WORK REQUIRED:
Reproduce the data from the line with "The robotic gripper needs to pick up the silver" through the end of the data, including that line. Shift every bounding box coordinate up by 9 and leave all other text unchanged.

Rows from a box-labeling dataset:
• • • • •

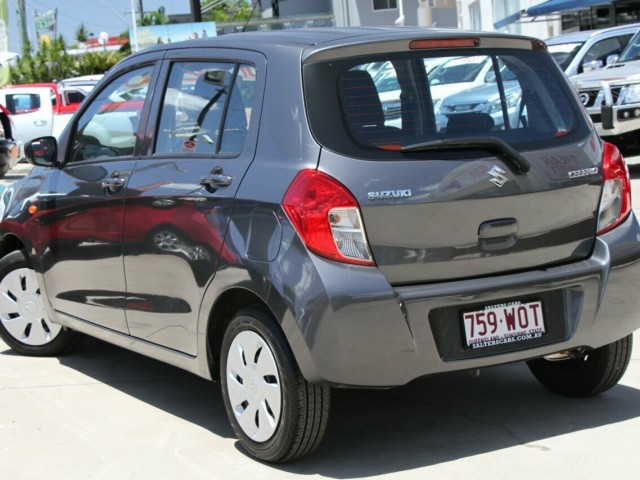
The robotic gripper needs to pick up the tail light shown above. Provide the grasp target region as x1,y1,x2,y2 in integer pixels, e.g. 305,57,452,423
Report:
598,142,631,235
282,170,374,265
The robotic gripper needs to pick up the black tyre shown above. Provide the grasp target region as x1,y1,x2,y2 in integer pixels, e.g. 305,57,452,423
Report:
527,335,633,397
0,251,81,357
220,308,330,462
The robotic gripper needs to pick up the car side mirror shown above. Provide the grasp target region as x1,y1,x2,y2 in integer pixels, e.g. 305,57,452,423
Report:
582,60,604,72
24,137,58,167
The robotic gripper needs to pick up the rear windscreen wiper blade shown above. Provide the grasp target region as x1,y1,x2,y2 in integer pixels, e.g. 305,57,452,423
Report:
400,137,531,174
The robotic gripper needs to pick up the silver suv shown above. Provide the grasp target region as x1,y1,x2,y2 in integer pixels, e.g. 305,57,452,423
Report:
0,28,640,462
545,23,640,76
571,32,640,164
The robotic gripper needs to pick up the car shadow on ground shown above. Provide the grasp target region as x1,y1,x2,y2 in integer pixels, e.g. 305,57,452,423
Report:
42,338,640,479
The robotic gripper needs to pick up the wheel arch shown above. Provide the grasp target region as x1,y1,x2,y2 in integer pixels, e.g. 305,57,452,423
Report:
0,233,29,258
206,287,273,381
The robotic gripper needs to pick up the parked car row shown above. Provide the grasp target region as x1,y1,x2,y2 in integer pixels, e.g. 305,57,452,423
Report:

• • • • •

FINAL RESULT:
The robotic gripper needs to pick up the silver suv shown above. Provide the grasp target region as x1,y1,x2,y2 in integer pixels, e.g. 305,57,452,423
Report:
9,37,649,471
554,32,649,85
580,41,649,173
The robotic gripper needs to pick up the car shadow on ground shown above. Provide the grasp target region as x1,y1,x2,y2 in integer pixels, e.g. 305,57,452,423
Report:
51,347,649,488
The robotic gripper needs to pick up the wheel arch shown above. Provide the grasp target region as x1,y1,x2,y2 in integer pixels, e.g. 305,57,452,423
Report:
9,242,38,267
215,296,282,390
The robotic gripper needs to pick up the parked car row shown above. Provide the grasp target region as x1,y1,x2,y2 in integer pixels, e.g. 305,57,452,423
Report:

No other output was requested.